## Descrizione esercizio
Traduci in inglese questa frase del brano da leggere: «Ci ponevamo le stesse domande ed esploravamo campi limitrofi.»

## Brano da leggere

....

Allora, preferisce frequentare le gallerie d’arte – non solo a Firenze ma a Milano o a Torino, da Gian Enzo Sperone, o a Roma, da Sandro Gentili –, o a seguire i readings dei poeti della Beat Generation invitati da Fernanda Pivano in giro per l’Italia. Come spiega: “mi sembrava naturale interessarmi al cinema e al teatro sperimentale, esplorare le pratiche contemporanee che ripensavano i linguaggi visivi ma anche le coordinate dello spazio. Tra gli anni Sessanta e Settanta, gli artisti dell’Arte povera o i giovani della Land art, come Robert Smithson – che conobbi a Roma, nel 1969 e con cui pubblicai su Domus una conversazione, nel 1972 – stavano elaborando nuovi modi di pensare lo spazio, di connettere l’uomo con il contesto, urbano e naturale. Soprattutto, gli artisti con cui mi relazionavo, con cui stringevo amicizia, erano quelli che usavano il linguaggio visivo in presa diretta col divenire della cultura della mia generazione e che sperimentavano nuovi modi di fare arte, come performance e installazioni. Io, che avevo una forma di ipersensibilità verso l’architettura, un’attenzione specifica alle questioni dello spazio e dell’ambiente, mi trovavo perfettamente integrato con loro. Ci ponevamo le stesse domande ed esploravamo campi limitrofi.”
Se andavo d’accordo con gli artisti, al contrario, ero quasi sempre in disaccordo con gli altri architetti…
Negli anni Settanta, al contrario di molti colleghi radicali, non cede alle lusinghe del design e, invece di spostarsi a Milano per lavorare con le industrie, parte per gli Stati Uniti, dove esplora i deserti ed entra in contatto con la scena dell’arte sperimentale, ritrovando, tra gli altri, Lawrence Alloway e Robert Smithson. Nel momento in cui il MoMa di New York, con l’esposizione “Italy: the New Domestic Landscape” (1972), sancisce il trionfo internazionale dell’architettura e del design italiano, con uno spirito pungente di provocazione, Pettena espone, sempre a New York, alla galleria John Weber, delle foto dei deserti americani scattate durante i suoi viaggi. Lo stesso spirito di contraddizione lo spinge, l’anno dopo, nel 1973, al momento della foto ricordo per la fondazione di Global Tools, progetto di scuola alternativa che voleva riunire le diverse anime radicali, a tirare fuori un cartello con su scritto Io sono la spia.

....

## Dati mostrati
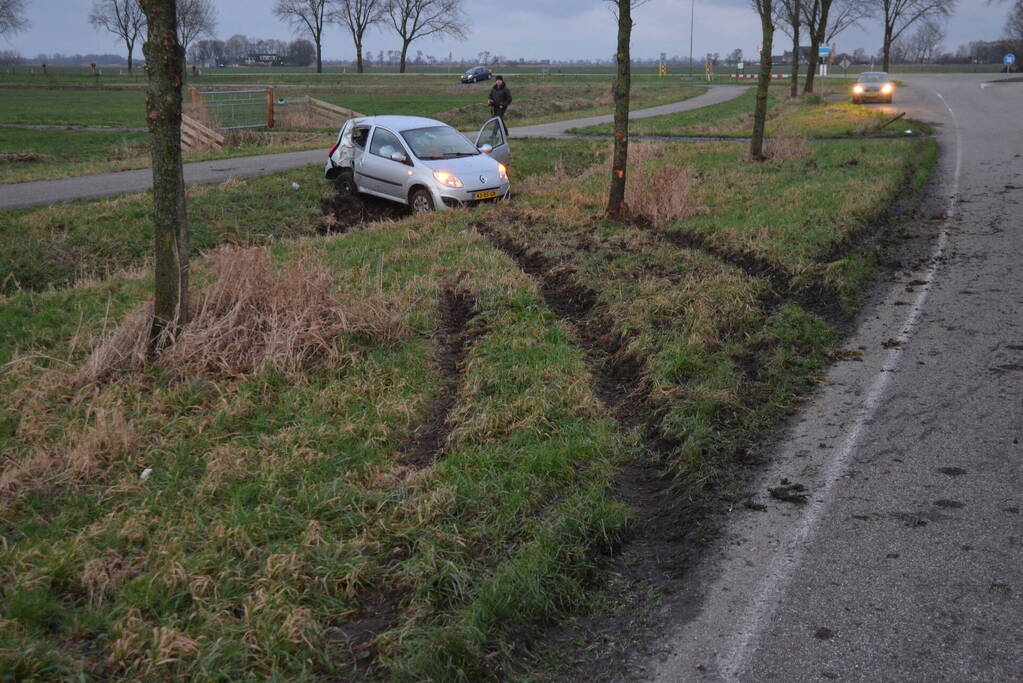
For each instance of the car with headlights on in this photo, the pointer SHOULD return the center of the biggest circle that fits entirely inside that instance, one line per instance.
(873, 87)
(418, 162)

....

## Risultato finale
We asked ourselves the same questions and explored neighboring fields.